▶ [Request]: Report every line in the records below that contains the word “curly”, copying each one in full.

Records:
START

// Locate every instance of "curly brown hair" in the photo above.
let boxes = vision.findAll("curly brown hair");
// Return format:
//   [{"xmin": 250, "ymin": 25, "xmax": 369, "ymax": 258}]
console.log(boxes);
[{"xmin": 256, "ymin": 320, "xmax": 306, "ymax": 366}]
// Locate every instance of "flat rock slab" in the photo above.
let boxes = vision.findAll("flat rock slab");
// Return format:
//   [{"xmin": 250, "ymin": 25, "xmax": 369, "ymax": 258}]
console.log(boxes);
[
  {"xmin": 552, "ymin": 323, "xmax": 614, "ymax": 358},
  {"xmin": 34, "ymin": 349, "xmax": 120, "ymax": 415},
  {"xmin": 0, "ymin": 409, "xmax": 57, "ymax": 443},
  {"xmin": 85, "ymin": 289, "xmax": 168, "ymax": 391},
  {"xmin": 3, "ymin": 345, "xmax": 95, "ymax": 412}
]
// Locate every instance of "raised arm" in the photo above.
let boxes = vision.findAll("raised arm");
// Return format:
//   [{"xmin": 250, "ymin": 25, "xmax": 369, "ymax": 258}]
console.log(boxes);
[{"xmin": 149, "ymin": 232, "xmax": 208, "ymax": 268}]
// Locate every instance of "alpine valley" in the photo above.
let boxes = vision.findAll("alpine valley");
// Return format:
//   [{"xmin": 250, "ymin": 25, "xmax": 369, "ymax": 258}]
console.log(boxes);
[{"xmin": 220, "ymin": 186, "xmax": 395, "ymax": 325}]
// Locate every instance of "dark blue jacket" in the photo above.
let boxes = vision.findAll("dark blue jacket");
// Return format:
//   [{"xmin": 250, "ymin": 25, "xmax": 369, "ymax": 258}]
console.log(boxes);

END

▶ [Worked solution]:
// Locate every instance of "curly brown hair" in the photo above.
let boxes = vision.findAll("curly brown hair");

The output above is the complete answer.